新田には屋敷跡と伝える約6畝の屋敷田、7軒ばかりの屋敷跡、宮屋敷跡・寺屋敷跡が残る。無住となった後も盛時には源流地域から応仁谷まで水田が連なり、約15軒によって耕作され、寝泊まりする小屋が10ほどあったという。現在はホトケオの一画を除きすべて植林。

 2019年訪問。塩野集落より林道塩野新田線に入りしばらく進むと、「辰巳屋新田」と書かれた看板が置かれている。この辺りでは主に林道よりも山側に水田跡があり、屋敷跡のような一角も見られた。さらに先述の「ホトケオ」と思われる「佛尾」と記された尾根には、明るく開けた水田跡が広がっており比較的最近まで耕作されていたことが窺える。
 これを過ぎるとしばらく農地は見られないが、「うるし谷」との合流部付近からは塩谷に沿って水田跡が連なっている。このうち「いの谷」との合流部には造林小屋(写真15)が残り、「塩野造林地」と記された碑が建てられている。

**提示情報:**
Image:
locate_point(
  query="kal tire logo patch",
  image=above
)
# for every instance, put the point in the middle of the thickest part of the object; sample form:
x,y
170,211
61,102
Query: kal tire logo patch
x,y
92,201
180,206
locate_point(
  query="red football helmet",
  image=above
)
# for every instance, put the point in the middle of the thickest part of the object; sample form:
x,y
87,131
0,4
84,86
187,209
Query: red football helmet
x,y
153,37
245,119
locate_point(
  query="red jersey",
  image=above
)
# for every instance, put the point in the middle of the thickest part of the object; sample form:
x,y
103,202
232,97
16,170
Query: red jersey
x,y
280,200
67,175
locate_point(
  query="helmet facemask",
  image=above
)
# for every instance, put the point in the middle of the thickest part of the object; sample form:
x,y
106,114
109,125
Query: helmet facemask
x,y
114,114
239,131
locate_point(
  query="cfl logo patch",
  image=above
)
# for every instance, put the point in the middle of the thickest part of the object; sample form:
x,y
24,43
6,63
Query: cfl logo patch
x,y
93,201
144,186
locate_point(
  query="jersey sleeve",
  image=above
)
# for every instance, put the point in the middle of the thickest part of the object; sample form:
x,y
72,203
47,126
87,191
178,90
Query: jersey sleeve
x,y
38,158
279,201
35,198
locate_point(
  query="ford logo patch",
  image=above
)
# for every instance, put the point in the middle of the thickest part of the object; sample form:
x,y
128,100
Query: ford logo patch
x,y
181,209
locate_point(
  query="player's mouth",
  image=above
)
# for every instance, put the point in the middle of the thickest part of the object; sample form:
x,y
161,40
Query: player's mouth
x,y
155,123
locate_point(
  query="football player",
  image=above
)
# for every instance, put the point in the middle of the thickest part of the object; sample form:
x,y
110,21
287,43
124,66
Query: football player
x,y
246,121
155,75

**課題 A:** 塩野新田を扱った文章のうち、「新田には屋敷跡と伝える約6畝」から「記された碑が建てられている。」までの部分を一字も変えずに書き写してください。
**課題 B:** 塩野新田を扱った文章の続きを、最後の文の後から書き進めてください。

**解答 A:**
新田には屋敷跡と伝える約6畝の屋敷田、7軒ばかりの屋敷跡、宮屋敷跡・寺屋敷跡が残る。無住となった後も盛時には源流地域から応仁谷まで水田が連なり、約15軒によって耕作され、寝泊まりする小屋が10ほどあったという。現在はホトケオの一画を除きすべて植林。

 2019年訪問。塩野集落より林道塩野新田線に入りしばらく進むと、「辰巳屋新田」と書かれた看板が置かれている。この辺りでは主に林道よりも山側に水田跡があり、屋敷跡のような一角も見られた。さらに先述の「ホトケオ」と思われる「佛尾」と記された尾根には、明るく開けた水田跡が広がっており比較的最近まで耕作されていたことが窺える。
 これを過ぎるとしばらく農地は見られないが、「うるし谷」との合流部付近からは塩谷に沿って水田跡が連なっている。このうち「いの谷」との合流部には造林小屋(写真15)が残り、「塩野造林地」と記された碑が建てられている。

**解答 B:**
地形図上で677mの標高点が記されている辺りで水田跡が途切れており、探索はここまでとした。

※ 村内での呼称は天(てん)ノ川

 


(写真1 林道塩野新田線起点)

写真2 地名の看板

写真3 集落内の道(以下「辰巳屋新田」付近)

写真4 水田跡

写真5 農耕機械

写真6 屋敷跡?

写真7 農耕器具

写真8 三叉路の巨木(以下「佛尾」付近)

写真9 道

写真10 水田跡

写真11 写真10の小屋

写真12 写真10の索道の搬器

写真13 水田跡(以下塩谷沿い)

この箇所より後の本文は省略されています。